- TASK TO COMPLETE -
Can you give the data below again, starting with the line that contains "of the roadside" and going on through the end of the data, switching "drop" to "place" and leaving everything else unchanged?

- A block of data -
|---|

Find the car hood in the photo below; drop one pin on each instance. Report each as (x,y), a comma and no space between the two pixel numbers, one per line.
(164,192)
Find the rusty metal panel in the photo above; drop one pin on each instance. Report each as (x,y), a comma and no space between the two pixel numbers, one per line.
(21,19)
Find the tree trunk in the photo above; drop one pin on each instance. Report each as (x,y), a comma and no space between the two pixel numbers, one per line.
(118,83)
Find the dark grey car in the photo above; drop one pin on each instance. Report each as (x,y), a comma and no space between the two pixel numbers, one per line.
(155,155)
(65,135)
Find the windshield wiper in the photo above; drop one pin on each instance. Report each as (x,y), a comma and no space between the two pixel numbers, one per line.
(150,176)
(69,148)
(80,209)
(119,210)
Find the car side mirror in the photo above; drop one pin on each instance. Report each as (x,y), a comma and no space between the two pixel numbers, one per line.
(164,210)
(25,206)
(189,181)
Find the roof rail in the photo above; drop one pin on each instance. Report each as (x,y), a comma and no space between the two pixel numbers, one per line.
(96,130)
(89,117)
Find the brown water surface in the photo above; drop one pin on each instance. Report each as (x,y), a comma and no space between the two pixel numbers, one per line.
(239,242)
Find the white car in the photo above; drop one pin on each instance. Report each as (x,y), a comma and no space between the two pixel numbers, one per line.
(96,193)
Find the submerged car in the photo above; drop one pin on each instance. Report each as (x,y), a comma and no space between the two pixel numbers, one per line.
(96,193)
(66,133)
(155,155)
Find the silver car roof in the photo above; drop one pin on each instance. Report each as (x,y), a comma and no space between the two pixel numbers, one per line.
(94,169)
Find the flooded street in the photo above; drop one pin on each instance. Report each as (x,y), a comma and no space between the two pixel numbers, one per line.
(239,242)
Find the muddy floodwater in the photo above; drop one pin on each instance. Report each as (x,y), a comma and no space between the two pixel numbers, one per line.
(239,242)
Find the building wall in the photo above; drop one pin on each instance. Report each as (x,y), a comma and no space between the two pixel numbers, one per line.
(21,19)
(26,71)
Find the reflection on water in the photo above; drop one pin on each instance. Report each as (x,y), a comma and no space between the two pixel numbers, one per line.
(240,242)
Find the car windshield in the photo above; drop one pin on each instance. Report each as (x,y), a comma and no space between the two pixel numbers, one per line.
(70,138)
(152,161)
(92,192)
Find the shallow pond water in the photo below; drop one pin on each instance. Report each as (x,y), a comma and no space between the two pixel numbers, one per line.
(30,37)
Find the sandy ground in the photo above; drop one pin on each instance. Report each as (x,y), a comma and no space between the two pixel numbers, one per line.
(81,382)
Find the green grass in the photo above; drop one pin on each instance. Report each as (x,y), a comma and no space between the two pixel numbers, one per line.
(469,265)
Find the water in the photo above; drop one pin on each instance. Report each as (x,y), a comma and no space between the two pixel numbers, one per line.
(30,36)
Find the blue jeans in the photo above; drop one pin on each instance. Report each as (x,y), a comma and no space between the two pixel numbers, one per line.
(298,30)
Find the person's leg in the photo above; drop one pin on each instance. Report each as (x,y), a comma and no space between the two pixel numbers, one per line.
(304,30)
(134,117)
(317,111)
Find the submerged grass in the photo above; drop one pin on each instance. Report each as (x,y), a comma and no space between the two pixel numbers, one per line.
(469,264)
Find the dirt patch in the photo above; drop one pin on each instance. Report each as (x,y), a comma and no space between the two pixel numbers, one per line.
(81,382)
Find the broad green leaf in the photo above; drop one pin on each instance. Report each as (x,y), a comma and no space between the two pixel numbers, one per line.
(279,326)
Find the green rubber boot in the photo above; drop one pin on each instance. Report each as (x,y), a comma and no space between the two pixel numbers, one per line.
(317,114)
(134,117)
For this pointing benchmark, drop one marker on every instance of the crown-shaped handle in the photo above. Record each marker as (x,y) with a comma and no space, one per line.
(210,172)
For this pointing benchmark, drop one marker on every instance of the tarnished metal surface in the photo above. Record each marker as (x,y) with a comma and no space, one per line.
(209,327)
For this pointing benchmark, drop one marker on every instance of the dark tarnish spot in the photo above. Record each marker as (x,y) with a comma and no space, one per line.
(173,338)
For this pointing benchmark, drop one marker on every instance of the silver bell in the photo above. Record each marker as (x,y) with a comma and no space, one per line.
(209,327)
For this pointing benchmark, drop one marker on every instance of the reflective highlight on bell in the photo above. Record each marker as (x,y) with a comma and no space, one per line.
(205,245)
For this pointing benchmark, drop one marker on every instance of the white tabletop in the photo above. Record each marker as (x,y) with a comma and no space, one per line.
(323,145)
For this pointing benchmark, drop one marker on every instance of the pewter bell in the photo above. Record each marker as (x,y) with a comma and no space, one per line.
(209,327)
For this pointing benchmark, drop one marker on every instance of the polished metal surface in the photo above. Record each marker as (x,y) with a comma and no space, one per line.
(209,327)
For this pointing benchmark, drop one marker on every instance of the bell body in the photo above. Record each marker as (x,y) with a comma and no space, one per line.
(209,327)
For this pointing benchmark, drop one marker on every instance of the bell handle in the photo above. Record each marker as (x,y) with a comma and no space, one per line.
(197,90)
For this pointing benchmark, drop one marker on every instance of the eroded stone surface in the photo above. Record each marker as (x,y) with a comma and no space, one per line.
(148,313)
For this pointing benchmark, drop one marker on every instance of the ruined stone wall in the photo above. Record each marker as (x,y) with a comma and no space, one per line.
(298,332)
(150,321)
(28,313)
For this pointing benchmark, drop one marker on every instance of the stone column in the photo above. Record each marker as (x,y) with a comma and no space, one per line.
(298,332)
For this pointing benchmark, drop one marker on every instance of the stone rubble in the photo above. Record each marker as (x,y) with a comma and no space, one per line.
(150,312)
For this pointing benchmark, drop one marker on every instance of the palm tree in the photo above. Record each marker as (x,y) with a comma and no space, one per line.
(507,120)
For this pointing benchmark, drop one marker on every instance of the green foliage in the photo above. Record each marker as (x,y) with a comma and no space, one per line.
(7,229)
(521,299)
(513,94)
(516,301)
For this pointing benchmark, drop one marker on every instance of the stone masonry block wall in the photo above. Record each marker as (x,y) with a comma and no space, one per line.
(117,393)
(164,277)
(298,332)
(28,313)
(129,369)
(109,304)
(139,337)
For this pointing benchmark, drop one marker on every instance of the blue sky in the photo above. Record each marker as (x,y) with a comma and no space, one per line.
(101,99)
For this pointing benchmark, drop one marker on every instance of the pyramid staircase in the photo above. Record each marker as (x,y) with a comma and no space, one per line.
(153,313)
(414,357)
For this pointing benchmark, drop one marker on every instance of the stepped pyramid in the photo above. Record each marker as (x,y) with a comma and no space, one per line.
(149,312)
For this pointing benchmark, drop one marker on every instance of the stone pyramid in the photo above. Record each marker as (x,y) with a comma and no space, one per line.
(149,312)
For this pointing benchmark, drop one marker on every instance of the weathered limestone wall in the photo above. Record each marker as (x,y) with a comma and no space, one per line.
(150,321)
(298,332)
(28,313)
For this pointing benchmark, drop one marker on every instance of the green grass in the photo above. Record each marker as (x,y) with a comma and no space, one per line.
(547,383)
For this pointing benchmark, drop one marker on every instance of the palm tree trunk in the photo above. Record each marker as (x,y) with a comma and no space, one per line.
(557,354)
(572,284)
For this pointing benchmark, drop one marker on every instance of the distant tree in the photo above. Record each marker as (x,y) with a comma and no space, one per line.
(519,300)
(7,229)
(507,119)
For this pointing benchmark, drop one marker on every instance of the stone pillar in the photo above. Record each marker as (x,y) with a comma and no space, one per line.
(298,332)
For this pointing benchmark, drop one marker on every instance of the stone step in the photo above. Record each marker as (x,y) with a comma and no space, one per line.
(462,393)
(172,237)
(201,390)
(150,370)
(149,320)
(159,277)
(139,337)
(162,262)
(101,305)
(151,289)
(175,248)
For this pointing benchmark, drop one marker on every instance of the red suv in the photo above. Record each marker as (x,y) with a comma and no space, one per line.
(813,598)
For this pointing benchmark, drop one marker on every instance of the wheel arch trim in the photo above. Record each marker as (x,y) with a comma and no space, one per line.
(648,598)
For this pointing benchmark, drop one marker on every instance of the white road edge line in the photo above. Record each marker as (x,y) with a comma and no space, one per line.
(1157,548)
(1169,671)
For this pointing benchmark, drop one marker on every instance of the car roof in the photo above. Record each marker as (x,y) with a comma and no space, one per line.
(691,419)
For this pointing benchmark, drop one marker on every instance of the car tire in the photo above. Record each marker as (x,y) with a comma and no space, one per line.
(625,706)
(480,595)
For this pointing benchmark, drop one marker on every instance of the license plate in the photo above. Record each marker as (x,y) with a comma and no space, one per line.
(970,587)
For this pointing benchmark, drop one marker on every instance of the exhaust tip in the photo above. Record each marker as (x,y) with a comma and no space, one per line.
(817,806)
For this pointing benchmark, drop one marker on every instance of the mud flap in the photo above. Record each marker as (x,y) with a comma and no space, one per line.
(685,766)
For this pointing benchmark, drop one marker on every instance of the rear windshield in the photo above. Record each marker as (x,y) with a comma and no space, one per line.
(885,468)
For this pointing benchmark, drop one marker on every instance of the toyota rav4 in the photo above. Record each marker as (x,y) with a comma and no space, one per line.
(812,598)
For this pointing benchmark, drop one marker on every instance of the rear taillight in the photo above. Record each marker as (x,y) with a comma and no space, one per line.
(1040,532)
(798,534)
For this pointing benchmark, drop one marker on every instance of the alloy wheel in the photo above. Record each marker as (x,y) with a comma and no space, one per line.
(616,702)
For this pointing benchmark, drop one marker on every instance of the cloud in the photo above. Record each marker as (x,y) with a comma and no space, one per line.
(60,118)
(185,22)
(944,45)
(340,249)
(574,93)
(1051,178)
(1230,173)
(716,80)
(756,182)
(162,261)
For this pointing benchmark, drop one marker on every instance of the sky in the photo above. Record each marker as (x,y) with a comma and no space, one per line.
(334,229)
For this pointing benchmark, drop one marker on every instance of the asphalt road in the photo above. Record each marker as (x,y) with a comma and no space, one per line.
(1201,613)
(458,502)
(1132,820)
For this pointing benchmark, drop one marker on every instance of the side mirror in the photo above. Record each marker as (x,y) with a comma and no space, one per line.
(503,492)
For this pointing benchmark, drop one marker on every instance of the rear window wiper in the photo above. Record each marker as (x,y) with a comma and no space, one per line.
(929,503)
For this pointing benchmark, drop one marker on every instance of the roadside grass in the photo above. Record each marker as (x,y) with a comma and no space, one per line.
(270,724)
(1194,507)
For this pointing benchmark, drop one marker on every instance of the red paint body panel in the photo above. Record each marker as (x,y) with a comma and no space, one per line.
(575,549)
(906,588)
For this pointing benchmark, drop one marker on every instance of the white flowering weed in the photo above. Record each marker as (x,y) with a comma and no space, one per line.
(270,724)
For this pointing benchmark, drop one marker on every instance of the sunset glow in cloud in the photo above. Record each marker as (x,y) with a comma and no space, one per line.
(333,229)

|---|

- ANSWER -
For this pointing benchmark, place one marker on every instance of the roadside grass in the photo above. Record each marker as (x,y) with a comma and no space, one per line.
(270,724)
(1194,507)
For this pointing benchmark, place one marker on every instance of the red paint body panel in the photo above. Record each marker as (x,y) with a comma and no space, one per line.
(575,549)
(906,588)
For this pointing benchmark, place one marker on every instance of the white flowering weed in the photo above. Record each marker as (x,y) with a comma and no space, one per line.
(270,724)
For this pointing benchmark, place one marker on every instance of the sunset glow in cloud in the photo above. Record each marker as (x,y) with a comma and no space, one per line.
(333,229)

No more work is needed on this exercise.